=== AIM ===
Reproduce every line from the one containing "Reviewer note: every instance of the ornate" up to and including the one containing "[[63, 124], [322, 185]]", keeping the instruction lines and their sample lists unchanged. Add 150 to each coordinate in the answer point lists.

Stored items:
********************

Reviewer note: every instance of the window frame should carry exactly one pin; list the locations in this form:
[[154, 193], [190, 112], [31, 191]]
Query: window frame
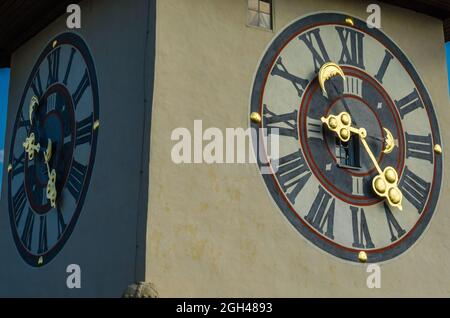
[[272, 17]]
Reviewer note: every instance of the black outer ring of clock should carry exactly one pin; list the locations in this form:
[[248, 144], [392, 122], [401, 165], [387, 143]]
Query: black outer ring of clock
[[265, 66], [72, 39]]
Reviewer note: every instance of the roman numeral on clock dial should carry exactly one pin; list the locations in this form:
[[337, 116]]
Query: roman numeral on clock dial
[[414, 189], [76, 179], [36, 85], [84, 130], [69, 66], [395, 229], [43, 239], [357, 185], [280, 70], [352, 47], [321, 213], [315, 128], [285, 123], [409, 103], [82, 86], [383, 67], [353, 86], [420, 147], [361, 234], [53, 66], [292, 174], [61, 223], [19, 202], [314, 42], [27, 233]]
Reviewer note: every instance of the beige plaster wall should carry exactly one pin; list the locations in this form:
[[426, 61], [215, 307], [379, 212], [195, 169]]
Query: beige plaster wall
[[214, 230]]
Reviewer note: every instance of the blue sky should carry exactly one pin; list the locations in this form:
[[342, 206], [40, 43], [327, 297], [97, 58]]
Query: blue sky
[[4, 80], [447, 48]]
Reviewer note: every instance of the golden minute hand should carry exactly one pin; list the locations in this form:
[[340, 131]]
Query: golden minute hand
[[385, 185]]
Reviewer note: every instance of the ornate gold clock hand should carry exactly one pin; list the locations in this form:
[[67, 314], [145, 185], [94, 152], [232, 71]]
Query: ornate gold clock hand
[[30, 146], [51, 184], [328, 71], [385, 185]]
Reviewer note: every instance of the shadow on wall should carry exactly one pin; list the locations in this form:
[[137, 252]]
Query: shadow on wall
[[447, 49], [4, 87]]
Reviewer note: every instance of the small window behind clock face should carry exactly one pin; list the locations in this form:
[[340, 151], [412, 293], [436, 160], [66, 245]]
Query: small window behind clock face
[[347, 153], [260, 14]]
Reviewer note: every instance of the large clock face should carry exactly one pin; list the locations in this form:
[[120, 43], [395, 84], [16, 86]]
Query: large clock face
[[53, 148], [327, 187]]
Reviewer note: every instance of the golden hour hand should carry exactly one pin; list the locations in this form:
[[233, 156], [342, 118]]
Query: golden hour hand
[[31, 146], [385, 185], [33, 104], [51, 184], [330, 70]]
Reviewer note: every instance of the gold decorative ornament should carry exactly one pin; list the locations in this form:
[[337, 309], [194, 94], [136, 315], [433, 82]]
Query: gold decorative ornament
[[255, 117], [349, 21], [389, 143], [96, 124], [327, 71], [438, 149], [385, 185], [362, 257]]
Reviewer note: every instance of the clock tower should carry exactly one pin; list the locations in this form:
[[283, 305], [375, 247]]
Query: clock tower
[[93, 203]]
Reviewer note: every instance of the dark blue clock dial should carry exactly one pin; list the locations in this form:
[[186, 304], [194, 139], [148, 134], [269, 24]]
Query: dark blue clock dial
[[63, 124], [322, 185]]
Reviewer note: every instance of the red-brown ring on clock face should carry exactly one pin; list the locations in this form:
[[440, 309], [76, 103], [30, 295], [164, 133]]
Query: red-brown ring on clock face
[[39, 127], [380, 133], [312, 88], [348, 253]]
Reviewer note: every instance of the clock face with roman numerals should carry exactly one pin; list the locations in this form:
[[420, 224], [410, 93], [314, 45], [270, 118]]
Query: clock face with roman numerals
[[53, 148], [322, 185]]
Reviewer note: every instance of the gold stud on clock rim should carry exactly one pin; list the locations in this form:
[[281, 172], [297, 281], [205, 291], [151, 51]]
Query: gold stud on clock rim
[[438, 149], [380, 185], [362, 257], [255, 117]]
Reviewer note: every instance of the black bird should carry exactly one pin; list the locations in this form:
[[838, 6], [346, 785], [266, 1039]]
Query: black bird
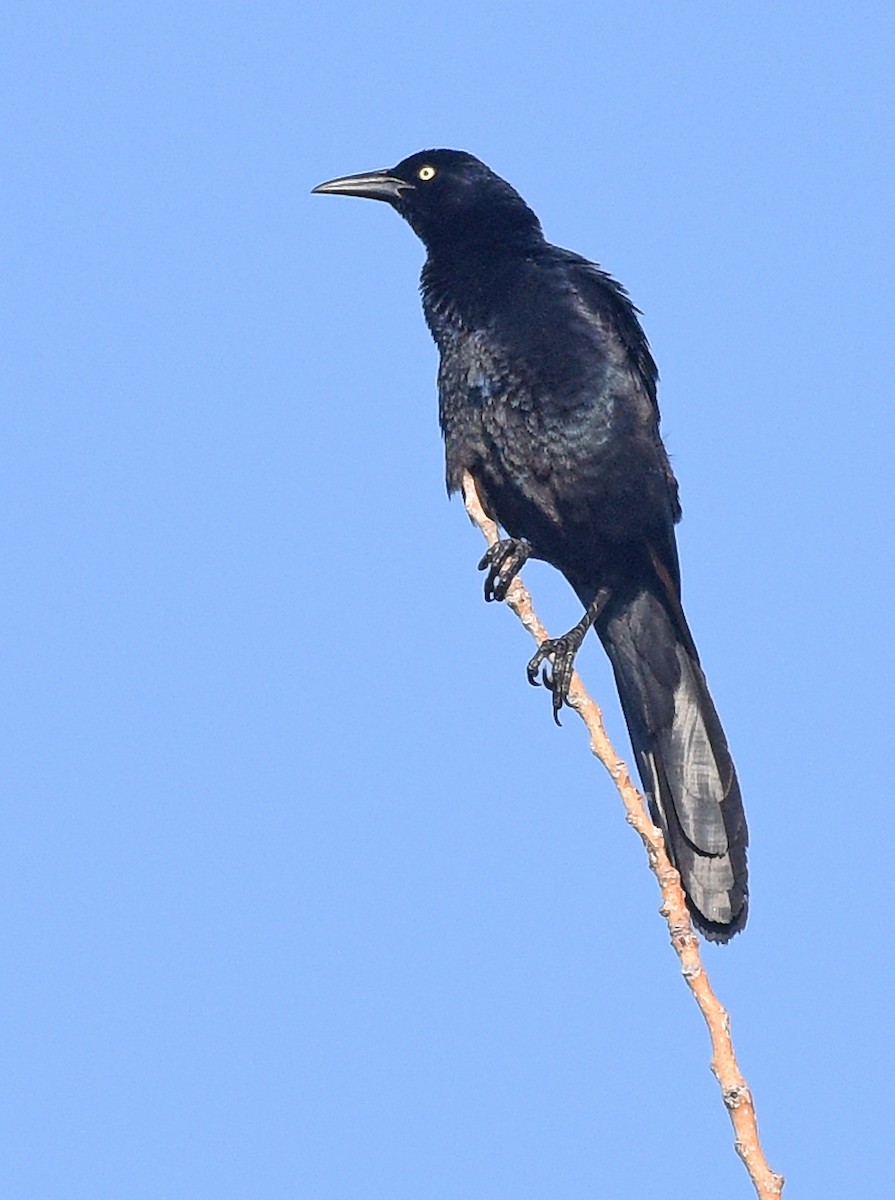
[[547, 397]]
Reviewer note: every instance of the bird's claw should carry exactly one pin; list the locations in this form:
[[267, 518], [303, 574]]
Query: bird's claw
[[560, 653], [503, 562]]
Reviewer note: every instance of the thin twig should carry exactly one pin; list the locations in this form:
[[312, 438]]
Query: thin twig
[[734, 1090]]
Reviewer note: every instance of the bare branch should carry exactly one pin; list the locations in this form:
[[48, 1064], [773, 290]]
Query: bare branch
[[734, 1090]]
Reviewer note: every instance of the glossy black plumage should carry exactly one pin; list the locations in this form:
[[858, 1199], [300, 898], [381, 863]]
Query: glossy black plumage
[[547, 396]]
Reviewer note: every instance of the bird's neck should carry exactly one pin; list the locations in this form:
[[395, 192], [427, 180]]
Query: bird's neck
[[463, 283]]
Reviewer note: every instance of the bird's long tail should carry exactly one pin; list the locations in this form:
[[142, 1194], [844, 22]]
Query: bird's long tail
[[682, 755]]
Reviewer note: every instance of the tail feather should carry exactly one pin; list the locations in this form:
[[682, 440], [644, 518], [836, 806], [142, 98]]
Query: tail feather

********************

=== SOLUTION TO THIS PROBLEM ===
Reviewer note: every instance of the ornate gold clock hand should carry exactly one pin; list the locations in this form:
[[67, 314], [145, 185], [94, 152], [232, 71]]
Query: ornate gold clock hand
[[180, 296], [201, 334], [478, 221], [535, 335]]
Reviewer note: every instance of the shadow on wall should carry exactly one pin; list the locations in this form:
[[137, 252]]
Query: shadow on wall
[[597, 199], [154, 237]]
Reviewer note: every instance of the small window behind clock face should carry exactly one pin; list the locations in this form:
[[340, 151], [412, 293], [436, 160], [66, 245]]
Query: small window behind clock face
[[497, 303], [410, 164]]
Reviewer note: every instance of the large clock face should carry exactly one pin; list the locations in this form:
[[120, 43], [395, 84], [16, 86]]
Query: large clock face
[[203, 298], [477, 337]]
Reviewer note: every instance of the golden hour hand should carry exactly one pin; list the locations in this form:
[[233, 156], [342, 118]]
Query: golden hour hand
[[181, 296], [535, 335], [183, 254], [201, 334], [480, 220]]
Reviewer note: every instance of the gold decorative ornament should carry exactly one pin; list the locations in this form:
[[337, 309], [194, 94], [136, 315], [433, 82]]
Query: gold decorative ornament
[[405, 267], [499, 171], [539, 293], [246, 274], [477, 221], [588, 299], [535, 335], [512, 407]]
Reviewer note: every instance of the clock tower should carry exactly one pin; list the locations in this form:
[[283, 305], [375, 247]]
Query: clock tower
[[243, 353]]
Reviewer note: every instance of the dark blue clock dial should carry exactly one pin; list the locations in this form:
[[186, 304], [194, 139], [148, 134], [269, 24]]
Query: dark blue clock dial
[[213, 274], [472, 335]]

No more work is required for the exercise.